_Excerpted text_:
* * *
By Monday, Coughlin was being asked whether he was considering ousting his first-year defensive coordinator Bill Sheridan, who was promoted last offseason when Steve Spagnuolo left to become the head coach of the St. Louis Rams. Coughlin said he wasn't considering such a move, adding that he was disappointed in the results but he remained supportive of Sheridan. Still, it's a sign of the times that the topic even came up.
"We have to be a more disciplined team," cornerback Corey Webster said after the loss to the Eagles. "We have to keep on fighting. We have to be smart about it. We have to line up and identify the playmakers on the other team. We have to know where they are at all times."
The search for answers recently led the Giants to promote defensive end Mathias Kiwanuka and defensive tackle Chris Canty into the starting lineup, ahead of end Osi Umenyiora and tackle Fred Robbins. But that didn't fix the problems on a defense that is playing without injured middle linebacker Antonio Pierce, who is sidelined for the rest of the season because of a disk problem in his neck. The Giants seemed primed to have a pass rush as fierce as ever this season with Umenyiora, Kiwanuka and fellow defensive end Justin Tuck, yet they rank only 22nd in the league in sacks with 26.
The offense is doing its part. The Giants are ranked fifth in the league in total offense and also are in the top 10 in scoring, rushing offense and passing offense. Manning threw for 391 yards and three touchdowns against the Eagles.
The Giants have one wide receiver, Steve Smith, already over 1,000 receiving yards and two others, Mario Manningham and rookie Hakeem Nicks, closing in on 700 yards apiece. They've totaled 15 touchdown catches among them. Nicks, a first-round draft pick last spring, has had the expected rookie ups and downs. Against the Eagles, he dropped two passes on the same drive, one of them a sure touchdown on a on-target deep throw by Manning, but rebounded to break two tackles and turn a catch for a medium-sized gain into a 68-yard touchdown. That was one of five touchdowns in that game of 60 yards or longer, three of them by the Eagles.
Burress is long gone, having been released by the Giants and serving a prison sentence on a weapon charge stemming from the incident last year in which he accidentally shot himself in the leg at a New York nightclub. Many observers attributed the unraveling of the Giants' 2008 season to the Burress incident. They'd followed their Super Bowl-winning season in 2007 by being the league's most dominant team for much of last season, but weren't the same after losing Burress and bowed out of the playoffs meekly.
* * *
_Task objective_:
Answer these questions from the Giants text above.
(a) Who left to become the head coach of the St. Louis Rams?
(b) Where do the Giants rank in the league in total offense?
(c) How long was the touchdown Hakeem Nicks scored against the Eagles?
* * *
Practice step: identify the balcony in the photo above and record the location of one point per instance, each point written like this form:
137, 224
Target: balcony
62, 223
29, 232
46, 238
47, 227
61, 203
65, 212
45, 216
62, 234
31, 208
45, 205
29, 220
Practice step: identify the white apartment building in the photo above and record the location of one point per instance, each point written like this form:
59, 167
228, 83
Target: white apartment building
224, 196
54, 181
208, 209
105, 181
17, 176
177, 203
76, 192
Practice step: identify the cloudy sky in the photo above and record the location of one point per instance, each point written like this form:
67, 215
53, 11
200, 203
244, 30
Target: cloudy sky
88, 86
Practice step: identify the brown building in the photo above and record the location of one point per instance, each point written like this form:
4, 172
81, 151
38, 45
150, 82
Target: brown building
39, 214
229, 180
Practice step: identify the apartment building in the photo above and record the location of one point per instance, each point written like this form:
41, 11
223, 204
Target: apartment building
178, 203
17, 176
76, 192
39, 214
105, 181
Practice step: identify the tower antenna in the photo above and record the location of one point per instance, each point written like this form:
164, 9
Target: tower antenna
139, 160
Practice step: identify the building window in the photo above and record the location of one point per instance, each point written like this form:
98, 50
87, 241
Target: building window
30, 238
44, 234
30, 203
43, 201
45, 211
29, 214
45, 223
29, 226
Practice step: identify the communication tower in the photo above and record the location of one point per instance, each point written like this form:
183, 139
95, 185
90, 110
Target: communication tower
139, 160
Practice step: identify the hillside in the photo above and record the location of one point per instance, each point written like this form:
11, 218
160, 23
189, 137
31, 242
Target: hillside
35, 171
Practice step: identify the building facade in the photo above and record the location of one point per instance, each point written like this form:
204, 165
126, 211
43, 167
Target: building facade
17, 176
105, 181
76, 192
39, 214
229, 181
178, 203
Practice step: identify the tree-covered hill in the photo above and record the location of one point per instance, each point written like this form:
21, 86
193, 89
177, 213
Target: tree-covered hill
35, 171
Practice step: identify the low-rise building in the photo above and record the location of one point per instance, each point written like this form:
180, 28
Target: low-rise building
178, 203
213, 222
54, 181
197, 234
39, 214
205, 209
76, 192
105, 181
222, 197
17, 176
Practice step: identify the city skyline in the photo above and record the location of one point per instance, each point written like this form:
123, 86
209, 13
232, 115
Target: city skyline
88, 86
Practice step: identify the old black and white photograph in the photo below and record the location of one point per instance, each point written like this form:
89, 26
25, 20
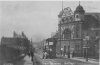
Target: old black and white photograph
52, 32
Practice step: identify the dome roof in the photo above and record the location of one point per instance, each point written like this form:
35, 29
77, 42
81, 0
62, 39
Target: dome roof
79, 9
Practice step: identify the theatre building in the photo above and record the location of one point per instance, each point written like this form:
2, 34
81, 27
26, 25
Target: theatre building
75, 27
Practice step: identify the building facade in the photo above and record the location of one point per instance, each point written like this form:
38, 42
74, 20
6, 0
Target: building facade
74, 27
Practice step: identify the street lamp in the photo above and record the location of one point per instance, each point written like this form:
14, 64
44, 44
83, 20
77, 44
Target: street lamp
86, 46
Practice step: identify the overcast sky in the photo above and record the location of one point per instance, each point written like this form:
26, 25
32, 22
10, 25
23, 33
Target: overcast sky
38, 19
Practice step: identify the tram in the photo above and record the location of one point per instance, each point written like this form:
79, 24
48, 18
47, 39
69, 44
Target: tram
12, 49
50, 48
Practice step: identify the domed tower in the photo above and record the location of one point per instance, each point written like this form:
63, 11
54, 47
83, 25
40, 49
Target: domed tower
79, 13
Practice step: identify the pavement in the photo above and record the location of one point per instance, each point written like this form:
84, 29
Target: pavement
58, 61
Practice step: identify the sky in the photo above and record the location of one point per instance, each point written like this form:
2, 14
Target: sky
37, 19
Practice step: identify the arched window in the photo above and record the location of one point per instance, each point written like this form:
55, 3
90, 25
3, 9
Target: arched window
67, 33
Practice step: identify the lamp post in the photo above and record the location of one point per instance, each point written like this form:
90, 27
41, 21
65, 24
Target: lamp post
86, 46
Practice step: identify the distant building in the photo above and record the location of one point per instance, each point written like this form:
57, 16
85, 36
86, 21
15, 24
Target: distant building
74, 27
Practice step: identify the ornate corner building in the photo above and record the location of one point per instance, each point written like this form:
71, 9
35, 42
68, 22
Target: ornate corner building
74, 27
* * *
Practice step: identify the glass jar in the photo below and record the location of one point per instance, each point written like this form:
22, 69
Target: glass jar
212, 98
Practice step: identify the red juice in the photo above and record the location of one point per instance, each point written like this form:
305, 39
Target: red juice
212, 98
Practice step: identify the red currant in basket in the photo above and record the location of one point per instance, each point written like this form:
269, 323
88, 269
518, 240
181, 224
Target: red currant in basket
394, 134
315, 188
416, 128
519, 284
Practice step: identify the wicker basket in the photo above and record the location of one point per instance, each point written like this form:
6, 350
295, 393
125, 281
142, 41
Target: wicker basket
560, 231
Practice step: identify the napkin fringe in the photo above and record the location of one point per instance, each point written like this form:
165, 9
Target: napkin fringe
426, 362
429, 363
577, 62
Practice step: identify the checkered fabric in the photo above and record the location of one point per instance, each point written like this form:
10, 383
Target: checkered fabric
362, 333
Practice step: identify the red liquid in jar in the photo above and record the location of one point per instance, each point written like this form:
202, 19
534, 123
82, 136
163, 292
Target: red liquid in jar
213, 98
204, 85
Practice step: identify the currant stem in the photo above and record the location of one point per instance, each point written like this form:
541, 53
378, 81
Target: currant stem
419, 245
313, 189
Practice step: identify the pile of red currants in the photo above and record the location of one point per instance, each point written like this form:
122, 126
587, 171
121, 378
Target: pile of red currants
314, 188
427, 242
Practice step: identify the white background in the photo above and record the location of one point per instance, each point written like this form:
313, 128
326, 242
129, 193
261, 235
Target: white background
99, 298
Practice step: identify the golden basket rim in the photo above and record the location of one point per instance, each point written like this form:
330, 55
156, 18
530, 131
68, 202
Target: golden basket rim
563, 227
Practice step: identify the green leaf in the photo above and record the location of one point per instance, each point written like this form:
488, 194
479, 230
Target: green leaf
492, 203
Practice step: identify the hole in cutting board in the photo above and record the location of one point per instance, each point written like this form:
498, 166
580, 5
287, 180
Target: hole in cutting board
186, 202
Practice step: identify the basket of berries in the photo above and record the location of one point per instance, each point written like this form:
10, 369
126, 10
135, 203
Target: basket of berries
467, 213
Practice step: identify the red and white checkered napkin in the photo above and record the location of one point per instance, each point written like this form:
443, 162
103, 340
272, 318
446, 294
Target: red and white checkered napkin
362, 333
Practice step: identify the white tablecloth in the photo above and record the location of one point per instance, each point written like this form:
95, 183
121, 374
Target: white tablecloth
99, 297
* * *
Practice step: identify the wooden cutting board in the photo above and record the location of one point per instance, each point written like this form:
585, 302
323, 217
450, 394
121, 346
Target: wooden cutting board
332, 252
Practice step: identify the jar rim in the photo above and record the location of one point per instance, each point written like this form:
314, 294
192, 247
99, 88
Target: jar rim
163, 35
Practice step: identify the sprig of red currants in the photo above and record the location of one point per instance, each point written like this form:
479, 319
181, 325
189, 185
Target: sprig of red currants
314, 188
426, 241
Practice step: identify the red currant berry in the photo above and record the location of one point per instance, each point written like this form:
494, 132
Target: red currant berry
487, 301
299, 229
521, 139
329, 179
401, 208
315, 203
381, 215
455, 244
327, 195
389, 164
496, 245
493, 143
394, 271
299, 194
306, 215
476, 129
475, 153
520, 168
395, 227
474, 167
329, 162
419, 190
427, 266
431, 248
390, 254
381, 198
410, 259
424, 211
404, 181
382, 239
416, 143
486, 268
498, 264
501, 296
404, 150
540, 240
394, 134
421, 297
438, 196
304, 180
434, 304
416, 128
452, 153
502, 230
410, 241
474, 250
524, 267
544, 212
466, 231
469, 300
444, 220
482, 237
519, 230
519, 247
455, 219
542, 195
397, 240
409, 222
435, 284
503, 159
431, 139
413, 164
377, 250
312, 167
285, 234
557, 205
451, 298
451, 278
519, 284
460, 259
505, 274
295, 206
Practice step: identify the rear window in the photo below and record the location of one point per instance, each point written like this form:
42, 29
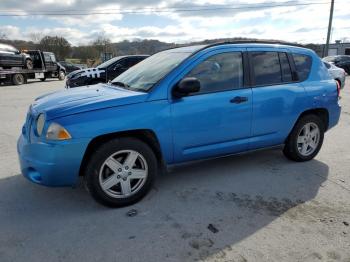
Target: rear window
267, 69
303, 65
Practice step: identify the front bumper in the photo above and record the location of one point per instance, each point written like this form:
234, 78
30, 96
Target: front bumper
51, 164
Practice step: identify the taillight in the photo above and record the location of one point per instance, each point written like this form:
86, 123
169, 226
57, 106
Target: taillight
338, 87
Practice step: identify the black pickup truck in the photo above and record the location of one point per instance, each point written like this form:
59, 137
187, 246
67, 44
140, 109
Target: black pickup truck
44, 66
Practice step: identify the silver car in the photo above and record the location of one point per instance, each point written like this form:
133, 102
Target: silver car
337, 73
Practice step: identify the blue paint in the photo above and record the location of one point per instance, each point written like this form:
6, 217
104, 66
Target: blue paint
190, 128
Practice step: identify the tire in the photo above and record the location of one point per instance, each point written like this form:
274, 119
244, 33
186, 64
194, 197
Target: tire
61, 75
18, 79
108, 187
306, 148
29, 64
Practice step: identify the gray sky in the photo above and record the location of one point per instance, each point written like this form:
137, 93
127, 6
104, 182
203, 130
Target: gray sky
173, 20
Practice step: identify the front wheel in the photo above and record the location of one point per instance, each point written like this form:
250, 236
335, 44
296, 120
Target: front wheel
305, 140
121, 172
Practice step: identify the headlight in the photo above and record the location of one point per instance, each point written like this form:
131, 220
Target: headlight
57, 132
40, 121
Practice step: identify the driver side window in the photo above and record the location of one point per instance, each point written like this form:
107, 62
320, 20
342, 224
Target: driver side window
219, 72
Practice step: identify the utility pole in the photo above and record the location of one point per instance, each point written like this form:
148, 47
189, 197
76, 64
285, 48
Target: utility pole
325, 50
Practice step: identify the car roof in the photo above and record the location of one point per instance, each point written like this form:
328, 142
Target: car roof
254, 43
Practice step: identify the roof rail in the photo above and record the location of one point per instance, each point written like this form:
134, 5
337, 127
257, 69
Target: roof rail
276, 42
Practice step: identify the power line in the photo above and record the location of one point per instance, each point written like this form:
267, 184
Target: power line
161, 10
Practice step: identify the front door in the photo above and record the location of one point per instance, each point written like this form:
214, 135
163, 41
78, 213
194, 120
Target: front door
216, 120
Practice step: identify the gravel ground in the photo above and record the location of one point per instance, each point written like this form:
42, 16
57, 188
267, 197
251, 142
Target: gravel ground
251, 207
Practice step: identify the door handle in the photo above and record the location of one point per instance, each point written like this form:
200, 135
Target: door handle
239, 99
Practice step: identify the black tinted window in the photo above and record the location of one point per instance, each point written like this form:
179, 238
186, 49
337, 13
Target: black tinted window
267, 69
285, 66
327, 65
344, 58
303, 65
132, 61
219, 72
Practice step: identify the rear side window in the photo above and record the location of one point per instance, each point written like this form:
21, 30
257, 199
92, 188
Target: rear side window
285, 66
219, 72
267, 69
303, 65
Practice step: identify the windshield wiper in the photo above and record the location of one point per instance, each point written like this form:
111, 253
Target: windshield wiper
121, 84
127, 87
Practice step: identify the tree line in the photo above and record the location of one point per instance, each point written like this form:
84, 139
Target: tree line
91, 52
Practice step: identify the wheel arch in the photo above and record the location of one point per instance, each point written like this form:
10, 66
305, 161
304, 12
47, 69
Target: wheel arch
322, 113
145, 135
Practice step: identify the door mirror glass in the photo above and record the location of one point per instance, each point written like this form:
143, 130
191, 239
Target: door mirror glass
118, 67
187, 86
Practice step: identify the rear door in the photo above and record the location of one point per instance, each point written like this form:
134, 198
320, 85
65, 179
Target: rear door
* * *
_Task response_:
(a) Steve Spagnuolo
(b) Fifth
(c) 68 yards